What this task involves: Each entry should be given again exactly, with any image left out.

Input material:
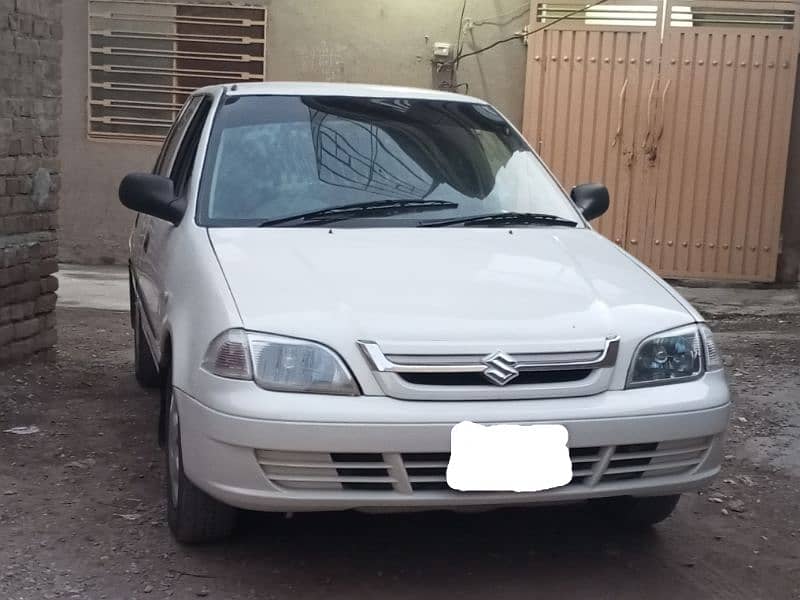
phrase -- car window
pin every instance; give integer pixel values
(175, 135)
(184, 161)
(272, 157)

Answer to this problem:
phrase -- car window
pin every instance; give integer pixel values
(175, 135)
(184, 161)
(272, 157)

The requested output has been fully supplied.